§ Source text:

──────────────────────────────

# How can I get started with launchpad?



## Amethyst star (May 2, 2015)

I want to learn how to mix sounds and get used to it before I get a launchpad mini,I downloaded a demo for Fruity loops and it's quite overwhelming to say the least.
So can anyone with experience teach me some of the basics or what I need to know before getting started?


----------



## Algorithm-Dude (May 3, 2015)

stooop stop stop. You use Launchpad = you use Ableton, not FL. It was designed for Ableton firstly, and - trust me - Abl is MUCH MORE suitable for your needs. And FL's MIDI interface is buggy, whereas Abl's is not~ So:
1) DOWNLOAD. ABLETON. 
2) Watch basic guides and, for you launchpad lovers, tutorials about Live mode. (Live mode mixing || Live mode playing, cause playing tracks as a DJ and playing YOUR Ableton track live are done both in Live mode, but in different ways.)
3) Try to play Live mode with a mouse or something.
4) Assure that you NEED that for that money.
5) Enjoy..


----------



## Amethyst star (May 3, 2015)

Alright thx for this info maybe now I can now get started on reasearching all that I need and then look up tutorials on how to begin to mix sounds and actually do something, tbh I'm still quite new to this but anyways thanks again might have been a nightmare if I continued with FL for no reason. XP


----------

──────────────────────────────

§ Given request a:
Decide whether each statement agrees with the Launchpad thread, giving yes or no and quoting the deciding words: (i) The first poster had downloaded a demo of Fruity Loops. (ii) The reply states that Launchpad was designed for FL first. (iii) The reply claims that Ableton's MIDI interface is buggy.
The Launchpad thread and the records are unrelated material.

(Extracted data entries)
──────────────────────────────

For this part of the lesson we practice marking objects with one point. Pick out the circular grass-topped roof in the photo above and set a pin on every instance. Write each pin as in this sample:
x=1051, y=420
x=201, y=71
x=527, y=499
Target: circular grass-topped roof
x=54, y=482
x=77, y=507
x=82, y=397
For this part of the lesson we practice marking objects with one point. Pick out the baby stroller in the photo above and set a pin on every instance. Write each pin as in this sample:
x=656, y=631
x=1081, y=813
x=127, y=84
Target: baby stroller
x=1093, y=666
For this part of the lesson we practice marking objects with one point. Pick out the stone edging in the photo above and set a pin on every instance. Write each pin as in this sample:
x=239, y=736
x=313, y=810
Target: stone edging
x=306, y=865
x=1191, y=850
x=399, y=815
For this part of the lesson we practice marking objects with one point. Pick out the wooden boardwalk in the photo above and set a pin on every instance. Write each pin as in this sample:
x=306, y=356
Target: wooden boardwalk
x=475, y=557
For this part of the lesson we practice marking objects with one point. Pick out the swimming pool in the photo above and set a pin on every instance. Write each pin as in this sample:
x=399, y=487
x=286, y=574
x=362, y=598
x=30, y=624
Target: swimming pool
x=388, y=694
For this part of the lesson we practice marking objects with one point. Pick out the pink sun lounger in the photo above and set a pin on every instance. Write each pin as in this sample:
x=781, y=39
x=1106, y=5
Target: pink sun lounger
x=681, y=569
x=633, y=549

──────────────────────────────

§ Given request b:
Rewrite the lines of the records as a JSON list of strings, one string per line, skipping blank lines, starting at the first line of the records and ending at the line containing "x=82, y=397".

§ Answer a:
(i) Yes: "I downloaded a demo for Fruity loops"
(ii) No: "It was designed for Ableton firstly"
(iii) No: "FL's MIDI interface is buggy, whereas Abl's is not"

§ Answer b:
[
  "For this part of the lesson we practice marking objects with one point. Pick out the circular grass-topped roof in the photo above and set a pin on every instance. Write each pin as in this sample:",
  "x=1051, y=420",
  "x=201, y=71",
  "x=527, y=499",
  "Target: circular grass-topped roof",
  "x=54, y=482",
  "x=77, y=507",
  "x=82, y=397"
]